Given text:
━━━━━━━━━━━━━━━━━━━━
I also think there needs to be more social support for women who decide to go ahead and have their babies. We're so concerned with keeping the poor kids alive until they're born, but there's not enough being done about what happens after they get here. We can be pro-life and still care about the terrified women who weren't planning on being moms yet, who are facing a new, scary life they weren't expecting. If we want these kids to be born, we need to be prepared to have daycare funding available so their moms don't have to drop out of school or give up working. So they don't have to resign themselves to a lower standard of living because they decided not to kill their babies. Being a mom is hard enough when you're married and have another person's income to rely on. I can't imagine doing it on my own.

If those things happened, maybe some day abortions could be seen as a tragedy, a nearly impossible decision parents might have to make if the baby/ mother's life is in danger. But as long as we have a "you made your bed now lie in it" attitude toward women who choose to (gasp!) enjoy sex outside of a stable potential-family structure and make it easier for them to not create a "non-baby" to "not be pregnant" with (?), it's not gonna happen.

That's my rant for the day. Sorry.



* I read once about a very nice pregnancy-crisis centre that tried to show women alternatives to abortion. I thought that was great, until I found out that they won't refer a woman to a doctor who can prescribe birth-control pills, because "she shouldn't be having sex, anyway." 'Cause THAT'S gonna help...

Pervasive Porn?

Originally posted June 7/2007 on "Allison Wonderland"


Here's an interesting article" "...Pornography Becomes Pervasive," . It's about how pornography is now just a "normal" part of society- no longer something hidden. Is pornography actually becoming the new standard of sexuality?

I know I'm not the only one who's noticed the trend toward younger and younger girls wanting to dress, quite frankly, like mini-skanks; stores like La Senza Girl aren't helping to discourage the trend at all. Even the dolls girls play with are getting sluttier- sorry, I'd say sexier, but I'm pretty sure there's a difference. Bratz dolls have disgusted me since they came out a few years ago, and even Barbie has upped the ante with "My Scene".

"I'm hotter!" "No, I'M hotter!"

Yak.


I don't have a problem with mature, well-adjusted adults actin' all sexy-like. I just get really pissed off when little girls (and even teenagers who think they're mature and well-adjusted adults) get the idea that they need to be "sexy"... or skinny... or that they need to dress all skanky-like to be accepted. According to Parents magazine (June 2007), "a recent study from the American Psychological Association found that all these sexualized images of young women are seriously harmful to a girl's self-esteem and healthy development." Are we shocked? I didn't think so.
━━━━━━━━━━━━━━━━━━━━
Short exercise:
Please answer these questions from the text above, one per line:
1. What kind of funding does the writer say should be available so mothers don't have to drop out of school or give up working?
2. What would the pregnancy-crisis centre not refer a woman to?
3. Which magazine, and which issue, does the writer quote about the American Psychological Association study?

Provided material:
━━━━━━━━━━━━━━━━━━━━
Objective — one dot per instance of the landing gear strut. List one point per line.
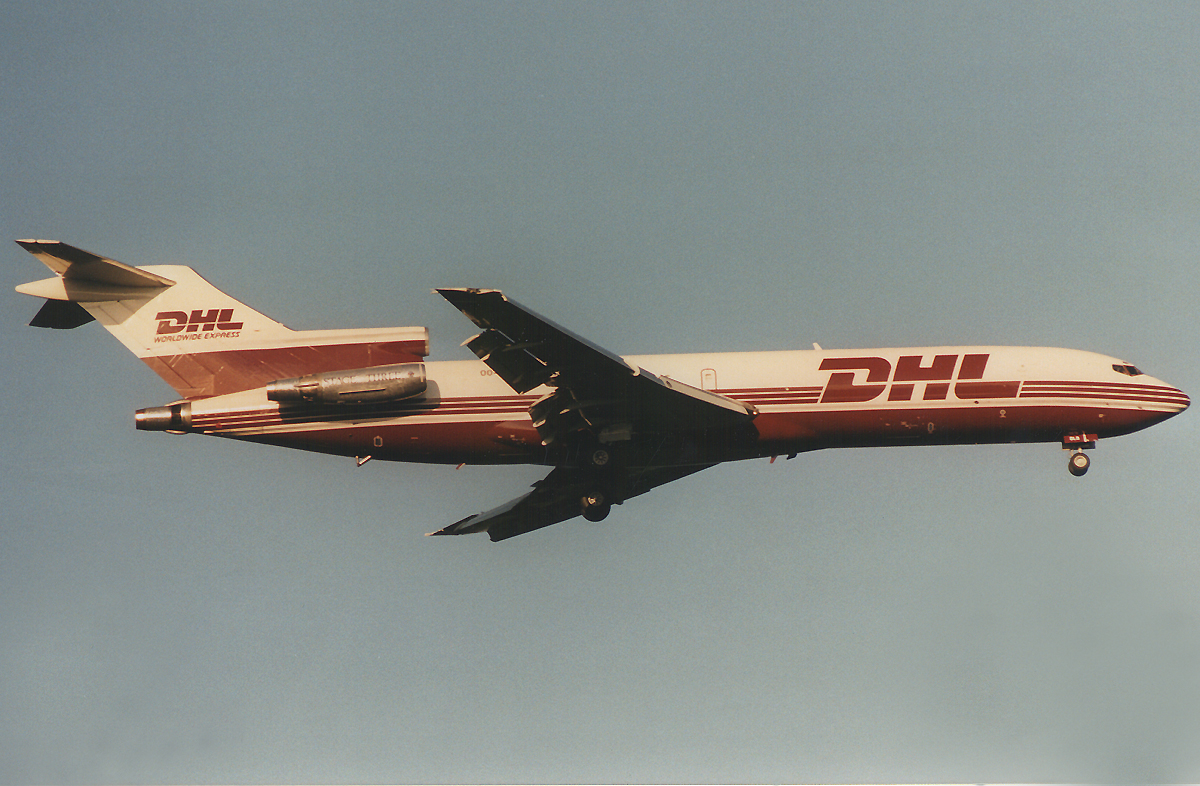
(1078, 463)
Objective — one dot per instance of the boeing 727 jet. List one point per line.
(610, 427)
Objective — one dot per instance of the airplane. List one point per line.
(610, 427)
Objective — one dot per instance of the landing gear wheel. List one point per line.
(595, 507)
(1078, 463)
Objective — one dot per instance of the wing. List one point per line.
(558, 497)
(594, 390)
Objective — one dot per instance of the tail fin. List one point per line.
(199, 340)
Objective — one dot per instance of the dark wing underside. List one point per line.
(595, 399)
(556, 498)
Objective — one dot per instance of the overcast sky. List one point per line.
(658, 178)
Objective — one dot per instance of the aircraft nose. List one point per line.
(1175, 399)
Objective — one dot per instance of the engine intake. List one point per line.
(352, 387)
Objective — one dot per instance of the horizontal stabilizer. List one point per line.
(88, 270)
(61, 315)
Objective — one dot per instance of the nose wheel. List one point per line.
(595, 505)
(1078, 463)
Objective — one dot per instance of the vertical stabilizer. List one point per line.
(198, 339)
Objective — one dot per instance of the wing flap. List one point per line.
(557, 498)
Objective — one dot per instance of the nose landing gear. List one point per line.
(595, 505)
(1079, 462)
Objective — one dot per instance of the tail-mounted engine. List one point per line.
(352, 387)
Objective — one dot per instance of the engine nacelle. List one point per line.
(353, 387)
(174, 418)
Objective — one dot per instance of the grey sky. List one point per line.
(658, 178)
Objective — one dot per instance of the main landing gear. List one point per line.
(1079, 462)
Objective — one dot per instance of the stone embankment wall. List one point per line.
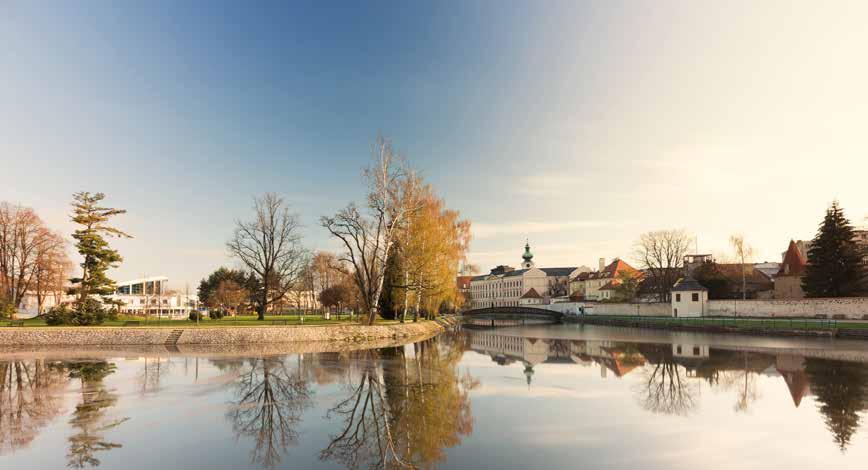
(27, 336)
(847, 307)
(855, 308)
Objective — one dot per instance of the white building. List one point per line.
(150, 296)
(504, 286)
(689, 298)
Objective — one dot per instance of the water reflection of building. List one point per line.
(506, 349)
(697, 361)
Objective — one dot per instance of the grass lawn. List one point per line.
(241, 320)
(733, 322)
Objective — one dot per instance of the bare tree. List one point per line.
(662, 253)
(51, 270)
(368, 238)
(270, 246)
(23, 240)
(743, 252)
(230, 296)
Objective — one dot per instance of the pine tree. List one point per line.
(835, 266)
(91, 244)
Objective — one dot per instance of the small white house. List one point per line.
(689, 298)
(531, 297)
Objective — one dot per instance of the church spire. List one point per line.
(527, 257)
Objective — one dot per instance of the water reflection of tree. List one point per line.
(840, 390)
(152, 374)
(269, 401)
(30, 397)
(665, 388)
(89, 416)
(744, 381)
(402, 412)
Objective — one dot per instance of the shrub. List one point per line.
(89, 312)
(6, 308)
(58, 315)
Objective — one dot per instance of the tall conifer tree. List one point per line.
(91, 244)
(835, 266)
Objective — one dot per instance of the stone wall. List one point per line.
(31, 336)
(849, 307)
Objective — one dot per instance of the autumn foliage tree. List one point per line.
(434, 241)
(30, 254)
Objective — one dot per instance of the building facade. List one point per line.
(601, 284)
(504, 286)
(689, 298)
(150, 296)
(788, 282)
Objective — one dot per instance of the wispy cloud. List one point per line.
(484, 230)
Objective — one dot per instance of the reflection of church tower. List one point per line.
(527, 257)
(528, 372)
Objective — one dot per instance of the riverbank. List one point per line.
(744, 326)
(161, 336)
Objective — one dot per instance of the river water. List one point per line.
(565, 396)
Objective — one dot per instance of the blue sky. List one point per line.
(578, 125)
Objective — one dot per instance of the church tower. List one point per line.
(527, 257)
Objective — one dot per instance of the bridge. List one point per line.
(511, 316)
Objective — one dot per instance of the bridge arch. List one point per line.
(511, 316)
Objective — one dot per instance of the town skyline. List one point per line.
(639, 123)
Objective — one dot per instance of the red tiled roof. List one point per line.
(613, 270)
(531, 294)
(794, 261)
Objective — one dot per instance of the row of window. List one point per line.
(694, 297)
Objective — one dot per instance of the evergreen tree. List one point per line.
(92, 246)
(834, 260)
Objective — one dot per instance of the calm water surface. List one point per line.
(545, 397)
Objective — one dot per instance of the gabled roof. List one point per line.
(794, 261)
(756, 279)
(531, 294)
(559, 271)
(613, 270)
(520, 272)
(688, 284)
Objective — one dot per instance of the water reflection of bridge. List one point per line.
(510, 316)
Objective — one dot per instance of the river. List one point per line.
(566, 396)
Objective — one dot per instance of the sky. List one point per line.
(574, 125)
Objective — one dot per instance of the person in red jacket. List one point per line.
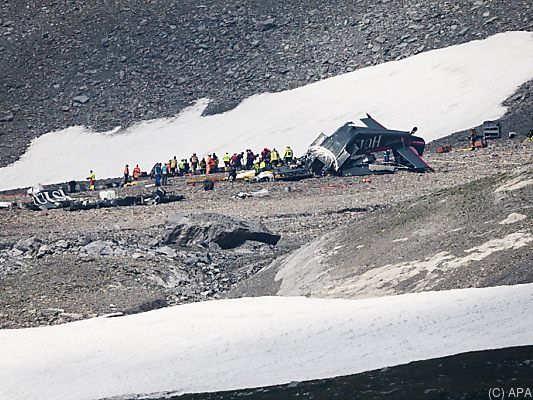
(136, 172)
(126, 174)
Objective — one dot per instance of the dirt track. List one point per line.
(61, 282)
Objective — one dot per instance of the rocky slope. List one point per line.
(106, 64)
(474, 235)
(60, 266)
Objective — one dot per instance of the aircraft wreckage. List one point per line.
(350, 151)
(56, 198)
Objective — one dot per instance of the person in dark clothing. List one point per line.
(232, 174)
(473, 137)
(126, 174)
(250, 158)
(158, 172)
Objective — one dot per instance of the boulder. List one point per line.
(98, 248)
(225, 231)
(28, 244)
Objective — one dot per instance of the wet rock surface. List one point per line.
(107, 64)
(222, 230)
(477, 234)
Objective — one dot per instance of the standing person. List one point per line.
(126, 174)
(238, 160)
(92, 179)
(215, 162)
(194, 162)
(288, 155)
(274, 157)
(158, 171)
(173, 165)
(136, 172)
(264, 154)
(202, 166)
(164, 174)
(181, 167)
(250, 157)
(227, 161)
(473, 138)
(209, 164)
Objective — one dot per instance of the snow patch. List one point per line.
(253, 342)
(384, 280)
(431, 90)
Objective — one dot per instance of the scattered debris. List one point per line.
(55, 199)
(258, 194)
(349, 150)
(444, 149)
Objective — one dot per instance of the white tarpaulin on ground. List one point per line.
(441, 91)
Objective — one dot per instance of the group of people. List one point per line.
(248, 160)
(264, 160)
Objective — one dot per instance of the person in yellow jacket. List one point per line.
(92, 179)
(274, 158)
(288, 155)
(227, 160)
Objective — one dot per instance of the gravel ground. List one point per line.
(50, 271)
(106, 64)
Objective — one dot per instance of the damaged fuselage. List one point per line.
(350, 150)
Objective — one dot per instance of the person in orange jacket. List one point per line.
(136, 172)
(209, 164)
(126, 174)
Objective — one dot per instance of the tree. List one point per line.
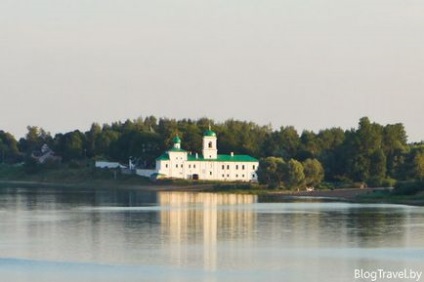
(9, 151)
(295, 174)
(285, 142)
(271, 171)
(419, 166)
(314, 172)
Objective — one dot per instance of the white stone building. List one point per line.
(178, 163)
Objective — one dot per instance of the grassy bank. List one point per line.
(67, 175)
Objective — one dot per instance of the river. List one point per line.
(58, 234)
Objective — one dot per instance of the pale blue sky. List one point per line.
(313, 64)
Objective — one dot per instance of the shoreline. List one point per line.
(351, 195)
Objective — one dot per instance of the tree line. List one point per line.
(372, 153)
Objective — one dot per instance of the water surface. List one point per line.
(125, 235)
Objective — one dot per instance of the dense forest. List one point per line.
(372, 154)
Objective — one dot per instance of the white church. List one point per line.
(178, 163)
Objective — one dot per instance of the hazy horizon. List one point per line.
(308, 64)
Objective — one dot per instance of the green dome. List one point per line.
(176, 140)
(209, 133)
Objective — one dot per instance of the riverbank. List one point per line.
(92, 177)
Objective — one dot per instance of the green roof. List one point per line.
(176, 140)
(209, 133)
(176, 150)
(220, 158)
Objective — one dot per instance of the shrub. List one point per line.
(408, 188)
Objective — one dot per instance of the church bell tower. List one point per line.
(210, 151)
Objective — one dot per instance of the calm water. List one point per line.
(118, 235)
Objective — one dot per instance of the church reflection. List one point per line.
(204, 218)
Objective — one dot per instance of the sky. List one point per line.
(311, 64)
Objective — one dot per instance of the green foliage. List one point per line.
(314, 172)
(271, 171)
(295, 174)
(408, 187)
(372, 153)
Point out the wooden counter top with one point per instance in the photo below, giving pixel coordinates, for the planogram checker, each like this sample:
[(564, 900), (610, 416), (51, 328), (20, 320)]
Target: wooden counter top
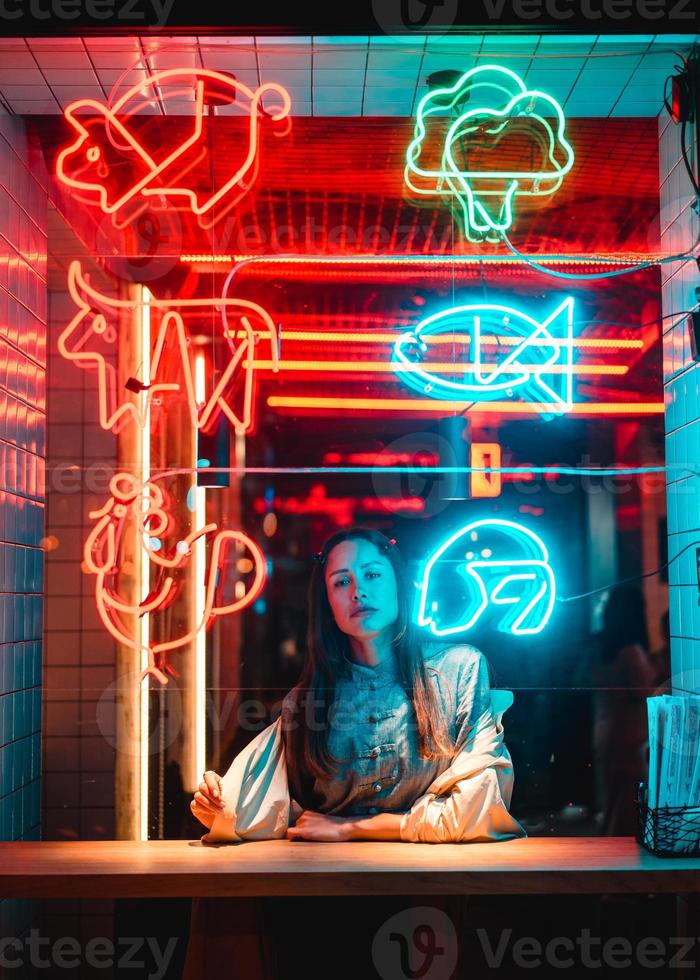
[(536, 865)]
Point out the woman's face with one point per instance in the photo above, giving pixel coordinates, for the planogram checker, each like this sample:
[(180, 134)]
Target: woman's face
[(361, 587)]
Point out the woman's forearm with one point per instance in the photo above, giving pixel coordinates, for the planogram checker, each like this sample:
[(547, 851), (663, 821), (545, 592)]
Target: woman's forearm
[(382, 826)]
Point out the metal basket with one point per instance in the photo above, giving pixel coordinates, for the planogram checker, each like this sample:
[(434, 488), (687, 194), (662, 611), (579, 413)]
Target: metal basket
[(667, 831)]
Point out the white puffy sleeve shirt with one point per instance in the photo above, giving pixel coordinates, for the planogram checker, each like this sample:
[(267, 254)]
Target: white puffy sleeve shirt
[(373, 733)]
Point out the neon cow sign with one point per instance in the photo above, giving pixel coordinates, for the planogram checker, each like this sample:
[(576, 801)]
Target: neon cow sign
[(89, 327), (111, 140), (146, 504), (488, 563), (510, 353), (476, 167)]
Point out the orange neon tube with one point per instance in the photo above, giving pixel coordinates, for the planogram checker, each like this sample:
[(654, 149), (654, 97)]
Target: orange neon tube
[(73, 344)]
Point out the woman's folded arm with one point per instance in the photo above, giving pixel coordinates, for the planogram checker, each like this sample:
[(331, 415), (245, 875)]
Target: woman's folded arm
[(469, 801)]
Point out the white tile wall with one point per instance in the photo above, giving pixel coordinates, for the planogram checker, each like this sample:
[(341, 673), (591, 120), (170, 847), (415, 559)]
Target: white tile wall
[(680, 227), (23, 220)]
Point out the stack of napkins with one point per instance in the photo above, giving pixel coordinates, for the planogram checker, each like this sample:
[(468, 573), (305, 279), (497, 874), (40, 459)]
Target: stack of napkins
[(674, 750)]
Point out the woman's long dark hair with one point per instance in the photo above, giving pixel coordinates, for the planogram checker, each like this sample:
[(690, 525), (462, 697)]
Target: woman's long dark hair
[(329, 648)]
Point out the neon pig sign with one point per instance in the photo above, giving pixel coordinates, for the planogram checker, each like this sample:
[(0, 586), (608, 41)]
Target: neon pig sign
[(475, 166), (146, 505), (510, 354), (494, 564), (112, 140), (83, 340)]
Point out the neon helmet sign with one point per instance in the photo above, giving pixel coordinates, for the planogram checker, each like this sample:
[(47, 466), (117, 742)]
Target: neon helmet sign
[(488, 565), (507, 354), (509, 142)]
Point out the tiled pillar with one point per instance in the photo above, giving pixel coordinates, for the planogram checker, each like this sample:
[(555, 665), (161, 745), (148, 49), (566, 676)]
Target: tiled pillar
[(679, 228), (23, 216)]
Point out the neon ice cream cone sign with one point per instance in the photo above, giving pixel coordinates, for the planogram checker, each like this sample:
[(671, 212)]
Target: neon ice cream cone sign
[(474, 167)]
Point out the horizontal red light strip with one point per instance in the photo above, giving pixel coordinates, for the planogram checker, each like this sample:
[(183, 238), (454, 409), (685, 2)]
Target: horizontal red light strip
[(320, 336), (387, 367), (443, 407)]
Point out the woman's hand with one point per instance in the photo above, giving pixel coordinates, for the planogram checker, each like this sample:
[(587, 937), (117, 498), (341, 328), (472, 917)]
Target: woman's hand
[(319, 826), (207, 800)]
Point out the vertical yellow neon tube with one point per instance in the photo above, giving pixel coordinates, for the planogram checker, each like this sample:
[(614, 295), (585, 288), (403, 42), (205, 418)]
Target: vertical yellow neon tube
[(144, 621), (200, 558)]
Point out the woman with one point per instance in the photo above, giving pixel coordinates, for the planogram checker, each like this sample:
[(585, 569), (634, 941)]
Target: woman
[(386, 736)]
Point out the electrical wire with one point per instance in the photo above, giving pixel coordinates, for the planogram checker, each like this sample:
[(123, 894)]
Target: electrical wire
[(632, 578), (686, 161)]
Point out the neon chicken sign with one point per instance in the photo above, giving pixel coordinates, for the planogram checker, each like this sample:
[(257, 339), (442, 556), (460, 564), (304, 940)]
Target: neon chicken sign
[(91, 325), (510, 142), (146, 505), (112, 140)]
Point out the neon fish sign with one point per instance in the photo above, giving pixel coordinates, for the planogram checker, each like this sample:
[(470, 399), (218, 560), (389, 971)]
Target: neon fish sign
[(146, 504), (91, 328), (510, 355), (109, 141), (494, 564), (509, 143)]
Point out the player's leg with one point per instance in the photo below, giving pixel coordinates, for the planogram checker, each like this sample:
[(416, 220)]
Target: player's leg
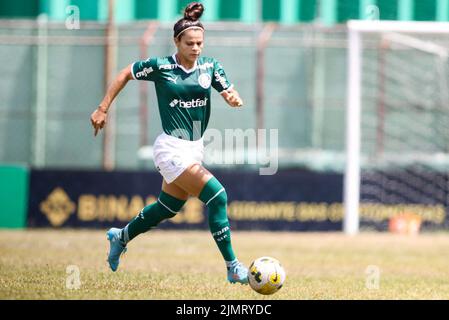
[(199, 182), (170, 201)]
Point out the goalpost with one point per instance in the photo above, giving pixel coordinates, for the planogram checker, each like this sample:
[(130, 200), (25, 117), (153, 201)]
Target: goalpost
[(397, 121)]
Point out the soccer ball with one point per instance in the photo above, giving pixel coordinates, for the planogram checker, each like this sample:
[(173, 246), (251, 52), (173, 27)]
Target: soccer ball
[(266, 275)]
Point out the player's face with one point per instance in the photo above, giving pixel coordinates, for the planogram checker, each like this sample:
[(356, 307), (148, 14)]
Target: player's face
[(190, 45)]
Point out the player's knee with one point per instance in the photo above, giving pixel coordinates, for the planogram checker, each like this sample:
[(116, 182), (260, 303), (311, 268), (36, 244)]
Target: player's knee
[(219, 201), (169, 205)]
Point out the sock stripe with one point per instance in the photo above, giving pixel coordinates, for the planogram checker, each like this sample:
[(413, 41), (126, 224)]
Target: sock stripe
[(220, 191), (125, 234), (159, 200)]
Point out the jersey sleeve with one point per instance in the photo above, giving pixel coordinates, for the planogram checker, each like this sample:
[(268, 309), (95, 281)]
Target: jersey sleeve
[(145, 69), (219, 81)]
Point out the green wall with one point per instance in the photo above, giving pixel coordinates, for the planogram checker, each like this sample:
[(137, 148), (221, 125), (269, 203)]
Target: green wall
[(14, 181)]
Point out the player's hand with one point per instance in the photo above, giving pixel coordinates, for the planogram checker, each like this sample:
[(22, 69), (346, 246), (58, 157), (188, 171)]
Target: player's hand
[(232, 97), (98, 120)]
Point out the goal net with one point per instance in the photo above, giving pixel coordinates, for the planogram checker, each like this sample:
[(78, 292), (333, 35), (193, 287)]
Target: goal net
[(397, 121)]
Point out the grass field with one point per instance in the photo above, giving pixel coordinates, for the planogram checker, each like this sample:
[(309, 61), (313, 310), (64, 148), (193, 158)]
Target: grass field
[(187, 265)]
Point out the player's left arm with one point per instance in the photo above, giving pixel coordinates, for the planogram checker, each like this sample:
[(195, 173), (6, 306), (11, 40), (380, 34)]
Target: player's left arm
[(232, 97), (221, 83)]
━━━━━━━━━━━━━━━━━━━━
Solution for this task:
1. Daycare funding.
2. A doctor who can prescribe birth-control pills.
3. Parents magazine, June 2007.